WHAT YOU ARE ASKED TO DO :: From the line containing "Mark the coffee" through the final line of the records, reproduce every line exactly.

== RECORDS PROVIDED

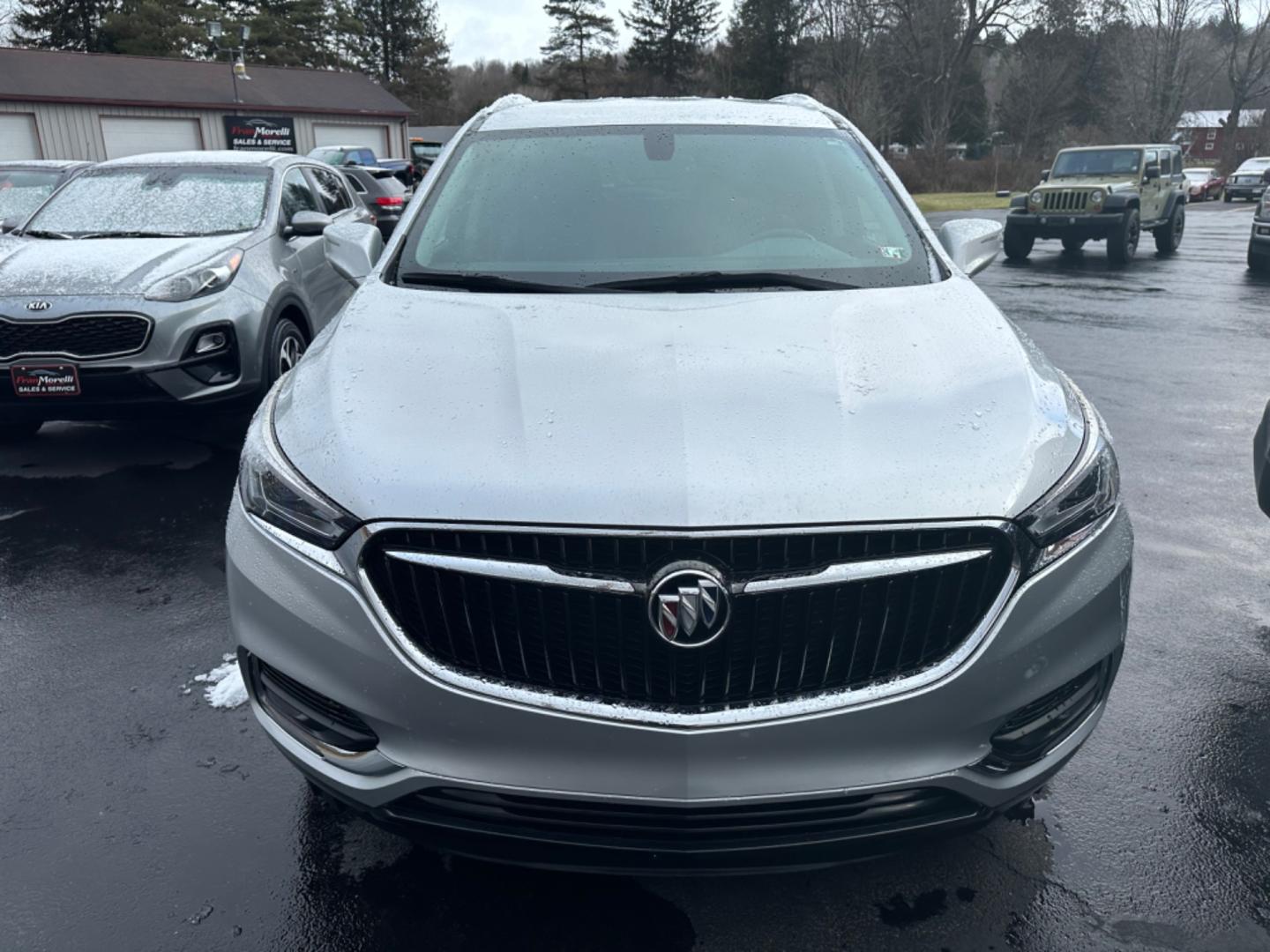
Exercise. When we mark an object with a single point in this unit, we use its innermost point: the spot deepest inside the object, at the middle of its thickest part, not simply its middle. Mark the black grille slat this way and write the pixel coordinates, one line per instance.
(779, 645)
(580, 820)
(84, 337)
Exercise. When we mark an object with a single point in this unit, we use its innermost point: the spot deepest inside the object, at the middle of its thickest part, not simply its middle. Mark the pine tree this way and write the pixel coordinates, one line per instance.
(764, 38)
(394, 31)
(63, 25)
(578, 40)
(669, 38)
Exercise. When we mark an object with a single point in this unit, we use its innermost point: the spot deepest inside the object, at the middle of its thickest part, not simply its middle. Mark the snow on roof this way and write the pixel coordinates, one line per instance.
(1215, 118)
(211, 156)
(654, 112)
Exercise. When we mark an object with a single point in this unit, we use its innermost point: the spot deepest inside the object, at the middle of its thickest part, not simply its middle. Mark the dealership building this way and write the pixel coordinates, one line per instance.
(90, 106)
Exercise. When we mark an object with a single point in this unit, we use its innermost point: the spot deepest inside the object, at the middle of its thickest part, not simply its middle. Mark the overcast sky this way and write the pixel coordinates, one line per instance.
(507, 29)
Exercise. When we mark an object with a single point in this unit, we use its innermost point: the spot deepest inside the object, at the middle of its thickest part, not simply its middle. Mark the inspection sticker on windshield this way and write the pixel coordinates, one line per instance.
(45, 380)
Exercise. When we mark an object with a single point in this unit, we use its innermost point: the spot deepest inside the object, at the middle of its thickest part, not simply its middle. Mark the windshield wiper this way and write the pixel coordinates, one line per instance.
(494, 283)
(135, 234)
(716, 280)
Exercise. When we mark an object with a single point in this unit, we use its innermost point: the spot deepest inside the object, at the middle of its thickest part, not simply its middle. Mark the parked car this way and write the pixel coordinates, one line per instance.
(1259, 242)
(344, 156)
(1249, 181)
(1203, 184)
(26, 183)
(183, 279)
(1110, 193)
(381, 192)
(716, 521)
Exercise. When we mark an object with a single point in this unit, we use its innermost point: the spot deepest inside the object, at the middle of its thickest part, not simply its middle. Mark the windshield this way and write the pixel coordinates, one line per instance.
(156, 201)
(586, 206)
(22, 192)
(1097, 161)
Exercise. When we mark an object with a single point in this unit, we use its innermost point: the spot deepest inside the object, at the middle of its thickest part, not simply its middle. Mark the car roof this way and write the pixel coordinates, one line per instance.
(213, 156)
(528, 115)
(1120, 145)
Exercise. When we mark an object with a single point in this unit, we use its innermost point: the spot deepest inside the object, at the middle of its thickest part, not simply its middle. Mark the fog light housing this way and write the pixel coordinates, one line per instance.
(211, 340)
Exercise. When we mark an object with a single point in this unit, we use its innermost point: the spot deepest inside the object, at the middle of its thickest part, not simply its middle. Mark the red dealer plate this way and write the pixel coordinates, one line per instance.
(45, 380)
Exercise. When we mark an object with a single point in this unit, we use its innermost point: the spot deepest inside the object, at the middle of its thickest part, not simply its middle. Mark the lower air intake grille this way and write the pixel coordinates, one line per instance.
(778, 645)
(303, 709)
(684, 827)
(86, 337)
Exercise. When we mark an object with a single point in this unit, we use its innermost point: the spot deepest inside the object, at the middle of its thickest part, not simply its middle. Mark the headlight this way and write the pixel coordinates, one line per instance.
(273, 490)
(206, 279)
(1086, 495)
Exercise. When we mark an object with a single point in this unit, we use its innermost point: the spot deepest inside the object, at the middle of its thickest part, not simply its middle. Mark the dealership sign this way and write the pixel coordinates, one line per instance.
(260, 133)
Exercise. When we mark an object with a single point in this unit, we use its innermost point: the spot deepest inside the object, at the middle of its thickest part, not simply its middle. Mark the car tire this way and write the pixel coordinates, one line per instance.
(1018, 244)
(16, 430)
(1169, 235)
(1123, 242)
(288, 344)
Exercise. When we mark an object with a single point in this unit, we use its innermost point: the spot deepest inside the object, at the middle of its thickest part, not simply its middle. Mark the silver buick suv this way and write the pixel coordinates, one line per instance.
(667, 498)
(167, 282)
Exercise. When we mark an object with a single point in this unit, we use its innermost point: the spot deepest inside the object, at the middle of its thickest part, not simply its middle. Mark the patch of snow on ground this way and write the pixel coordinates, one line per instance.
(225, 687)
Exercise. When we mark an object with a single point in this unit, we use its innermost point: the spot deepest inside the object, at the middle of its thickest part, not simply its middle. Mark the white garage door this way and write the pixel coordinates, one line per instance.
(326, 133)
(130, 135)
(18, 138)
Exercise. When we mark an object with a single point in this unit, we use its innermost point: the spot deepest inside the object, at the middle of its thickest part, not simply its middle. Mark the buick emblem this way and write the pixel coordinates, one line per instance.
(689, 607)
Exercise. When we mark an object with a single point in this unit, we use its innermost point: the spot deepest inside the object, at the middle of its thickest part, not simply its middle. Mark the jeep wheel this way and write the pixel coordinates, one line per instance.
(1123, 242)
(1169, 235)
(1018, 244)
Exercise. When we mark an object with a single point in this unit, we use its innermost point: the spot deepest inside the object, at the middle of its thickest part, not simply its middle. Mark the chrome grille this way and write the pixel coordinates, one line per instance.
(1068, 199)
(594, 643)
(81, 337)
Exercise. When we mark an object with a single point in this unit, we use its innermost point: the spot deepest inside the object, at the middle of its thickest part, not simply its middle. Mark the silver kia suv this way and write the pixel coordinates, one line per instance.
(168, 280)
(669, 498)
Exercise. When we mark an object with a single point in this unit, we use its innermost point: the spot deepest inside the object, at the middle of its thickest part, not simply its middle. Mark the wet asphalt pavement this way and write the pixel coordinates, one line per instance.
(135, 816)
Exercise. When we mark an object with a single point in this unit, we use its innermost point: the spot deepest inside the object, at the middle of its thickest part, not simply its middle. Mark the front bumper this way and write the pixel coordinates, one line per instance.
(165, 375)
(1059, 225)
(312, 623)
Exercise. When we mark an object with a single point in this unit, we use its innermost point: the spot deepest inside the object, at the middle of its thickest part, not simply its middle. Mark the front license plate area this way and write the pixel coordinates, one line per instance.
(46, 380)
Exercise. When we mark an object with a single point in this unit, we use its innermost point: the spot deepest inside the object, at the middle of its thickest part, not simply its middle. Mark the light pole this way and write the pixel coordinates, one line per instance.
(239, 65)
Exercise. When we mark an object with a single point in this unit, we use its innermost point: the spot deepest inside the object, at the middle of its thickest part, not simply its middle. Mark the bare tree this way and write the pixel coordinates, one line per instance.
(1162, 65)
(935, 41)
(1246, 55)
(848, 63)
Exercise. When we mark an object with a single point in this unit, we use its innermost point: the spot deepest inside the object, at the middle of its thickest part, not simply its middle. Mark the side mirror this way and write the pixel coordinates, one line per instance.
(352, 249)
(306, 225)
(1260, 461)
(972, 242)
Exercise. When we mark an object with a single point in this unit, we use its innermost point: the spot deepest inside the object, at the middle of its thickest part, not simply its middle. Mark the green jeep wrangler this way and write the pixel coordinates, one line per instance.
(1102, 192)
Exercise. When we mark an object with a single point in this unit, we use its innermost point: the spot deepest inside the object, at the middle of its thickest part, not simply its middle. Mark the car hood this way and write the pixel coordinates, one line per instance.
(49, 267)
(678, 410)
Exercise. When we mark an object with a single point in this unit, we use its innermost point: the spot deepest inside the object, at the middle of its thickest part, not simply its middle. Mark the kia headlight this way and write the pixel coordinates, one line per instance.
(273, 490)
(1082, 502)
(207, 279)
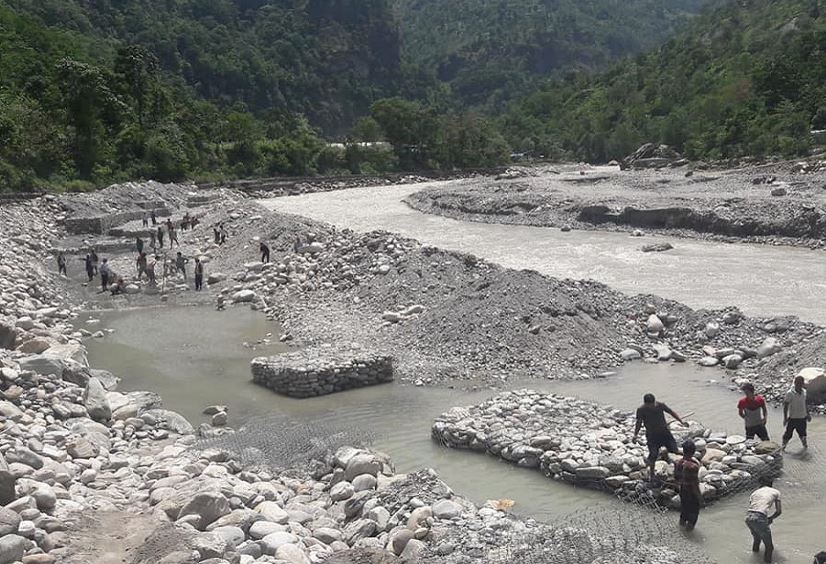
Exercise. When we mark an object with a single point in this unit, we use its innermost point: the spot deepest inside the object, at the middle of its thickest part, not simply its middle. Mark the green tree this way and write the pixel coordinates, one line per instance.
(90, 108)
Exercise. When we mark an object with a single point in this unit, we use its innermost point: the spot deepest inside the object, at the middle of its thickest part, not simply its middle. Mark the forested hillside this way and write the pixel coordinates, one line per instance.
(489, 51)
(100, 90)
(747, 78)
(326, 59)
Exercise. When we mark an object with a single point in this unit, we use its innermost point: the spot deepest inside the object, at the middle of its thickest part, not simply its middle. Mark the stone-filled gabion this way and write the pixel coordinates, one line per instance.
(589, 445)
(320, 371)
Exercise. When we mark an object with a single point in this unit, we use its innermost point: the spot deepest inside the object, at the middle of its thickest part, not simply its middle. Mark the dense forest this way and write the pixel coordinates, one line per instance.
(491, 51)
(747, 78)
(95, 91)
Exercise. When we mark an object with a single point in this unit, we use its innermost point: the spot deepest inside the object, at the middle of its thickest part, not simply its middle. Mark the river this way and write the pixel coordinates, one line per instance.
(194, 357)
(762, 280)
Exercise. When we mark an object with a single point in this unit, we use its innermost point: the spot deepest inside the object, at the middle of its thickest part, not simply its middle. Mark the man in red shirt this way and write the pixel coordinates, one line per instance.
(753, 410)
(687, 473)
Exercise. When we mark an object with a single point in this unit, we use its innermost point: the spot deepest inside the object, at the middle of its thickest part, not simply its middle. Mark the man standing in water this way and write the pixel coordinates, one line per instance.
(199, 275)
(94, 256)
(90, 269)
(761, 502)
(180, 264)
(752, 409)
(687, 473)
(61, 264)
(652, 414)
(796, 413)
(105, 273)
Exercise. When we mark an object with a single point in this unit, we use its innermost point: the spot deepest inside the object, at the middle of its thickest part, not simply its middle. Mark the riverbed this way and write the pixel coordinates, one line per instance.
(761, 280)
(196, 356)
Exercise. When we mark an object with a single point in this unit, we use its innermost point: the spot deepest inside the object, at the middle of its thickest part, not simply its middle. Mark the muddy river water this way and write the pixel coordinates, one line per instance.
(194, 357)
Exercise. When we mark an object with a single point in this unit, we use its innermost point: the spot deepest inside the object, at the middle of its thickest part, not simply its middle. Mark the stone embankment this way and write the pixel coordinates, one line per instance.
(72, 447)
(590, 445)
(749, 205)
(321, 371)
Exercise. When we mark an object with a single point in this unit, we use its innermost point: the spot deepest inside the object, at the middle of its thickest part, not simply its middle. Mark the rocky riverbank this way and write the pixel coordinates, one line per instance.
(73, 444)
(778, 205)
(455, 319)
(589, 445)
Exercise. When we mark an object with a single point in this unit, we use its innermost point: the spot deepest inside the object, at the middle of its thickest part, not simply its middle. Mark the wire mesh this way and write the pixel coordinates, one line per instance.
(277, 443)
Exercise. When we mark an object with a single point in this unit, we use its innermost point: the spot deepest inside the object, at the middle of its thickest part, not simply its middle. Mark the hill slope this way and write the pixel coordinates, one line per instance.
(489, 49)
(102, 90)
(747, 78)
(327, 59)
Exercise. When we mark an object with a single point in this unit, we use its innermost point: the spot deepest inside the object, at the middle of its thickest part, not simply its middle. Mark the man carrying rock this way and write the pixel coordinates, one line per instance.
(652, 414)
(94, 256)
(796, 413)
(180, 264)
(687, 473)
(761, 502)
(150, 271)
(90, 268)
(754, 412)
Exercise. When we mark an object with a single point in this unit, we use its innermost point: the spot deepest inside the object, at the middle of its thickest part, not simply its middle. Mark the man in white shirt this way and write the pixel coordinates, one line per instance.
(796, 413)
(761, 502)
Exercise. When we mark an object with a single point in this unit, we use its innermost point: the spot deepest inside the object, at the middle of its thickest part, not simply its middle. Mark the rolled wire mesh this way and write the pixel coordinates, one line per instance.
(273, 442)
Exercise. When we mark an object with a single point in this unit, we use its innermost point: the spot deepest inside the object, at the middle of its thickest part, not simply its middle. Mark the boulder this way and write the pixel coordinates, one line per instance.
(399, 540)
(243, 296)
(292, 554)
(654, 325)
(207, 506)
(94, 399)
(768, 347)
(12, 548)
(171, 420)
(38, 345)
(342, 491)
(630, 354)
(9, 521)
(271, 543)
(446, 509)
(271, 511)
(362, 464)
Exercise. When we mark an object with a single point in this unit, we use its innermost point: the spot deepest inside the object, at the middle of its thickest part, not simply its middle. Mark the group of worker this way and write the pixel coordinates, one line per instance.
(764, 503)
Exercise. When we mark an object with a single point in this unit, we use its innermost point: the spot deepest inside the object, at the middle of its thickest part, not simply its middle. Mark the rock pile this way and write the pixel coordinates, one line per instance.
(652, 155)
(320, 371)
(590, 445)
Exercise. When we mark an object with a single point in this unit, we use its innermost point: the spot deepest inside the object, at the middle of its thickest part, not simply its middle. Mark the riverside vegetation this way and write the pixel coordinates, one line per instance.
(236, 89)
(77, 455)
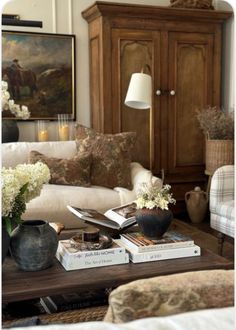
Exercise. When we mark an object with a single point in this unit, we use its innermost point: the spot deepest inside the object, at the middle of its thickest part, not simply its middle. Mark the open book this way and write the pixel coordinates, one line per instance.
(116, 218)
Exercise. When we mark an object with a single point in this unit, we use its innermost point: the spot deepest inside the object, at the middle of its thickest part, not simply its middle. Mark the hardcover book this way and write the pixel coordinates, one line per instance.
(115, 218)
(72, 259)
(170, 240)
(137, 257)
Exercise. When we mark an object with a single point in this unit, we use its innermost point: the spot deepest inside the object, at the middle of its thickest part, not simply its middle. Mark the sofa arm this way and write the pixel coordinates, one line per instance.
(139, 174)
(222, 186)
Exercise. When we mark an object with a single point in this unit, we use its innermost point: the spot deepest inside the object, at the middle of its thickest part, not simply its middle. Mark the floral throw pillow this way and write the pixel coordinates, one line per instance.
(74, 171)
(111, 156)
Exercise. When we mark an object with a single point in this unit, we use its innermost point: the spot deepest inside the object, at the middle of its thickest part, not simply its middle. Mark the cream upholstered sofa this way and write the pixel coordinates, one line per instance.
(51, 204)
(222, 203)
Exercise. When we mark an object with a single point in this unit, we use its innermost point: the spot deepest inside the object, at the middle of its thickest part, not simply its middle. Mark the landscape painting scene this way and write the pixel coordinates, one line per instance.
(39, 70)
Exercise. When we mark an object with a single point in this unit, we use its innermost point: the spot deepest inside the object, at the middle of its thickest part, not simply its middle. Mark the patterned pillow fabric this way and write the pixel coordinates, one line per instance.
(74, 171)
(171, 294)
(111, 156)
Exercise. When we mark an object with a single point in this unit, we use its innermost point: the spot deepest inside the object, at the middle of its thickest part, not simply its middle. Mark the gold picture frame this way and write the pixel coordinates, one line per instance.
(40, 71)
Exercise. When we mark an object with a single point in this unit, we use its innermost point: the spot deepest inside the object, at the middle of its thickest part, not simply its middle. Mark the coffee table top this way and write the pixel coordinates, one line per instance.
(18, 285)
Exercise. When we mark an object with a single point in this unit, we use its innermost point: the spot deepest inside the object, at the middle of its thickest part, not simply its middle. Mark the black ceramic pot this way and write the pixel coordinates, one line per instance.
(33, 245)
(10, 131)
(153, 223)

====

RESPONSE ::
Exercise. When we mark an object with a single point in this unit, we use its innermost point: the spot deepest inside the object, at the middle of its thickest part, not simply its middle. Mark the coffee table top this way and write the pixel coordinates, one line per instance.
(18, 285)
Exercise. When we mark an object with a single point in this unit, we use its innermost point: the spot deepest inside the object, at the middle of its thickest part, not simply its middle. Mark the black ceramic pot this way and write the pixel coordinates, one line per instance.
(33, 245)
(10, 131)
(153, 223)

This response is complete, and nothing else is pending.